Home Media Action Alerts2017 Analysis: Canadian Media Coverage of Terror Attack on the Temple Mount

Analysis: Canadian Media Coverage of Terror Attack on the Temple Mount

by Mike Fegelman

On July 14, two Israeli police officers were murdered when three Arab-Israeli terrorists opened fire on the Temple Mount. The three terrorists were subsequently killed by Israeli forces.

An attack of this nature, which saw three armed terrorists infiltrate with automatic weapons from a revered holy site to both Jews and Muslims alike, was unprecedented. Naturally, this incident commanded considerable media coverage here in Canada.

While the National Post and CTV News both made sure to identify the assailants in their headlines, CBC News, the Toronto Star, and the Globe and Mail omitted mentioning this important context and information in their headlines:

Importantly, readers see headlines 3:1 over the adjacent article and some readers who don’t see the corresponding article, could wrongly conclude that the incident in question could have been crime related and not a terror attack. That, and as social media sharing traditionally recirculates headlines only.

→ **Entries shown**:
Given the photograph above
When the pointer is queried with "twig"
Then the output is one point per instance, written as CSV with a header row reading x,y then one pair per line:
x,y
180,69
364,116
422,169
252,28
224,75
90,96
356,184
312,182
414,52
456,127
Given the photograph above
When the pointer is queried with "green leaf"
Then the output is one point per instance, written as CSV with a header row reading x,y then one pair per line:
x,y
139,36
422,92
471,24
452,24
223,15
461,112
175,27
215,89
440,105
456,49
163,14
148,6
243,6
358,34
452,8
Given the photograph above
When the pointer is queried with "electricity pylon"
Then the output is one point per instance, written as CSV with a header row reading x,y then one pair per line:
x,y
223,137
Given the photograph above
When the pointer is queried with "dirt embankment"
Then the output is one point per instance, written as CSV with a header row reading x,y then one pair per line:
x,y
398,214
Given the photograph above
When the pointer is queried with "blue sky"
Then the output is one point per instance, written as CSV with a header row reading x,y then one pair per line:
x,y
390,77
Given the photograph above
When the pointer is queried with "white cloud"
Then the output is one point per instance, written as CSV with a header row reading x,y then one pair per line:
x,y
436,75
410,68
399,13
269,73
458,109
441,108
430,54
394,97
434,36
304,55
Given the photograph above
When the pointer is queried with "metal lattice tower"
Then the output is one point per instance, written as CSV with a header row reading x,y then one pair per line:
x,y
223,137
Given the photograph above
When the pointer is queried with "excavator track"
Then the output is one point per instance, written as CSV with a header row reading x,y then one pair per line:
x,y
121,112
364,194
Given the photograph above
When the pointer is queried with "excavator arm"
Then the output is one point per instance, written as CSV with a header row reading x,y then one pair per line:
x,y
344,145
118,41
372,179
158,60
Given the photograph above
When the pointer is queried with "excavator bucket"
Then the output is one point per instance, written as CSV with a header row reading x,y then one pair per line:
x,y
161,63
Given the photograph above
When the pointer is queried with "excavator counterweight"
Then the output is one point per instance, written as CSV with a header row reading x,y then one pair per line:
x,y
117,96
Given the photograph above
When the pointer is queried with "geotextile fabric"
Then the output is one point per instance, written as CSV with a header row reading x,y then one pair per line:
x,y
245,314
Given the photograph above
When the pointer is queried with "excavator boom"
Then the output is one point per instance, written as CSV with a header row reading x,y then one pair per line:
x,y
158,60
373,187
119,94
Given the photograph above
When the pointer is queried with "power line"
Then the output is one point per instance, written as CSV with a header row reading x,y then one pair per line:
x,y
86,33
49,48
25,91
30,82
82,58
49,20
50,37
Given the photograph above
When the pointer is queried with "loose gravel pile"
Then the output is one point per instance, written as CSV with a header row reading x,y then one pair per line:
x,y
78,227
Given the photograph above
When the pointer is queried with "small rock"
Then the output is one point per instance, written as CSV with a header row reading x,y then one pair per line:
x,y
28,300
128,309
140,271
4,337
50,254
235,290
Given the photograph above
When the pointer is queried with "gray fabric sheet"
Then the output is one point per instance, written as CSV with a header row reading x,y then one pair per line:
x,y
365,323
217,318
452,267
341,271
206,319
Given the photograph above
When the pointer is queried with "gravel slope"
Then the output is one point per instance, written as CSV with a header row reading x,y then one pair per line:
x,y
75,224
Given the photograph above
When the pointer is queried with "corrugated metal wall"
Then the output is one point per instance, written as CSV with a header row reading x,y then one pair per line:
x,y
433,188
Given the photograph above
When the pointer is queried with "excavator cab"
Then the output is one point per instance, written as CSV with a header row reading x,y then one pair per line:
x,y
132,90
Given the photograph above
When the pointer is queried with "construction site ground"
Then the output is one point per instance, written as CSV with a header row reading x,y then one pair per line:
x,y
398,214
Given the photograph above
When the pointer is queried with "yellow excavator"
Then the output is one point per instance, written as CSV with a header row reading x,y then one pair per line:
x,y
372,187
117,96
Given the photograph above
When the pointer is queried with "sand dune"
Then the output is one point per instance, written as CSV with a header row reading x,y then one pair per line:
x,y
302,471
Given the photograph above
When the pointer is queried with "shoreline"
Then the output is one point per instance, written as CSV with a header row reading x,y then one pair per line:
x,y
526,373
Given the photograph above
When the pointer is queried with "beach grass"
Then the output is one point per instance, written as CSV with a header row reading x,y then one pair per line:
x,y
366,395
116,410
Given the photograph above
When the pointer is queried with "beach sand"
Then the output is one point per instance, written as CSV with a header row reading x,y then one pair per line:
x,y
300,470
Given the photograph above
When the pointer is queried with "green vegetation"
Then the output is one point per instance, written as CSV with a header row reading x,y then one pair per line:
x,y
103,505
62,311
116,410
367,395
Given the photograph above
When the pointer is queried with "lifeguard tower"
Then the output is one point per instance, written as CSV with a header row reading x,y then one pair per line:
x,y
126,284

→ **Aim of the task**: Duplicate part of the analysis of Canadian coverage of the Temple Mount attack word for word, beginning at "Home Media Action" and stopping after "by Israeli forces.". None of the entries have any bearing on what follows.

→ **Answer section**:
Home Media Action Alerts2017 Analysis: Canadian Media Coverage of Terror Attack on the Temple Mount

Analysis: Canadian Media Coverage of Terror Attack on the Temple Mount

by Mike Fegelman

On July 14, two Israeli police officers were murdered when three Arab-Israeli terrorists opened fire on the Temple Mount. The three terrorists were subsequently killed by Israeli forces.